→ **Page extract**:
• • • • •
Carrie Fisher’s Prized Possession Was the Giant Prozac Pill Used as Her Urn
Carrie Fisher has left behind quite a legacy. While many people primarily remember her for playing Princess Leia and going down in pop culture history as one of the most famous and memorialized characters in history, the rest of her time in Hollywood has left an indelible mark as well. Fisher was a vocal proponent for eliminating sexism in the industry as well as an honest representative of her own personal struggles.
She is also remembered as someone with a knack for biting commentary that was at once brutally straightforward and shockingly funny. Perhaps, with her transparency about her own mental health struggles and her love of a good joke, it shouldn’t surprise us that her final resting place was a giant Prozac pill that also happened to be a prized possession.
Carrie Fisher rose to fame as Princess Leia
Fisher was born in 1956, and entertaining was in her blood from day one. As Biography.com reports, Fisher was the daughter of singer Eddie Fisher and actor Debbie Reynolds and earned yet another famous (step)parent when her father left her mother to wed Elizabeth Taylor.
• • • • •
→ **Instructions**:
(1) What year was Fisher born, according to the Carrie Fisher article?
(2) Please quote the Carrie Fisher article between "She is also" and "wed Elizabeth Taylor.", inclusive.
• • • • •
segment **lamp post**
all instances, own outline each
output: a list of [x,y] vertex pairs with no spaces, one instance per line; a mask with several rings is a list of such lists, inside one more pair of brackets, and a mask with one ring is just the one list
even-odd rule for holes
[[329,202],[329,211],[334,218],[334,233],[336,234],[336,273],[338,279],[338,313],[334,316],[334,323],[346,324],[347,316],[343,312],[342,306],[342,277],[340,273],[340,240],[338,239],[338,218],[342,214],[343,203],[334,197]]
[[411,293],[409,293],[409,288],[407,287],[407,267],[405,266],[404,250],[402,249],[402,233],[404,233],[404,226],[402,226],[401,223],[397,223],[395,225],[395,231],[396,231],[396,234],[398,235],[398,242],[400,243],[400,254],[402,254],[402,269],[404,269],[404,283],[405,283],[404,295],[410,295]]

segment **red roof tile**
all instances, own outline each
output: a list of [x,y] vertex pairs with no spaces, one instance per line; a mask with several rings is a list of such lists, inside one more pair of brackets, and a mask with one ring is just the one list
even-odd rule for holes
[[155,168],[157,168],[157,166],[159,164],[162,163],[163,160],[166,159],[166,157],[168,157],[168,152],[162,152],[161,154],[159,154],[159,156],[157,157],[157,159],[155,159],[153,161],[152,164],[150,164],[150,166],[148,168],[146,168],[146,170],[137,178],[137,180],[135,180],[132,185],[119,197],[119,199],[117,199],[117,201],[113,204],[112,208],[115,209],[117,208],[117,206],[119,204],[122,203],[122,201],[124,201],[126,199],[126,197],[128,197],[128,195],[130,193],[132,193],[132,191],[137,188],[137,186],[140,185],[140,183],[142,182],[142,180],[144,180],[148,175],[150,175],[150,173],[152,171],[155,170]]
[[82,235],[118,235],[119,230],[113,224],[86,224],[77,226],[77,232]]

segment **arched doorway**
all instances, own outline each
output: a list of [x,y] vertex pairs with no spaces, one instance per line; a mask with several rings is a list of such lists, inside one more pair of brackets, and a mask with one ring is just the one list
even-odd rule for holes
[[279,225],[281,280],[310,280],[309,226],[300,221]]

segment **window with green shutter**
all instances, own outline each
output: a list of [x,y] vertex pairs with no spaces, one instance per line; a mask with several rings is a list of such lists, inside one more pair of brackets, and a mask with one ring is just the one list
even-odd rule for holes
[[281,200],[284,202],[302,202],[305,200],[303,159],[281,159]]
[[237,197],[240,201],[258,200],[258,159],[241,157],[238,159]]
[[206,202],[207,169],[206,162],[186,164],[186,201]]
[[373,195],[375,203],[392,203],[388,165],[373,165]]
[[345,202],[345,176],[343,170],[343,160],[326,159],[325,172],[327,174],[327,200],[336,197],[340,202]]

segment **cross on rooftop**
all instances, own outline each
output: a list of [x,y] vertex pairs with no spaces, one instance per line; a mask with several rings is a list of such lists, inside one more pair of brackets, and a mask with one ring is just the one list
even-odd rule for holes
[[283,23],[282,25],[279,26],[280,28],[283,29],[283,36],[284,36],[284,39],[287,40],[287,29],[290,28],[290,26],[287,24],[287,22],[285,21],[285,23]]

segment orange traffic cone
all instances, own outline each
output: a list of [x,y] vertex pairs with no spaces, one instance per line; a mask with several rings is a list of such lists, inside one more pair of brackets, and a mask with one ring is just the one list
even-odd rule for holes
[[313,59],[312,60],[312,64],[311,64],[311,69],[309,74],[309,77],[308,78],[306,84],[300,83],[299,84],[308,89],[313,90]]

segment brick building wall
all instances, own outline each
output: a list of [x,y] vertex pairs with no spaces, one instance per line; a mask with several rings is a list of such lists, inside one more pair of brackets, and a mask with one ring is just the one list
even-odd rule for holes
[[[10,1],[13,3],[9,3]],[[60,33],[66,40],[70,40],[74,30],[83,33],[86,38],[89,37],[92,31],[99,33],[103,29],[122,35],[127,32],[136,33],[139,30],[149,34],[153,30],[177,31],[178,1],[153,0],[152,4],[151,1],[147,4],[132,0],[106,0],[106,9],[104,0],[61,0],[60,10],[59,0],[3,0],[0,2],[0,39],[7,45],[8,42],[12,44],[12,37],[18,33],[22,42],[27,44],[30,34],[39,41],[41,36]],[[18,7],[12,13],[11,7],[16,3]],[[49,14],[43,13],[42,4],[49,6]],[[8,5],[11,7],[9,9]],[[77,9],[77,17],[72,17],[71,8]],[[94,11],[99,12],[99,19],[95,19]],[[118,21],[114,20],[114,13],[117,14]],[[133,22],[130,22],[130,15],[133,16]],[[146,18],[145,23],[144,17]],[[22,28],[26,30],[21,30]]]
• • • • •
→ **Exercise results**:
(1) 1956

(2)
She is also remembered as someone with a knack for biting commentary that was at once brutally straightforward and shockingly funny. Perhaps, with her transparency about her own mental health struggles and her love of a good joke, it shouldn’t surprise us that her final resting place was a giant Prozac pill that also happened to be a prized possession.
Carrie Fisher rose to fame as Princess Leia
Fisher was born in 1956, and entertaining was in her blood from day one. As Biography.com reports, Fisher was the daughter of singer Eddie Fisher and actor Debbie Reynolds and earned yet another famous (step)parent when her father left her mother to wed Elizabeth Taylor.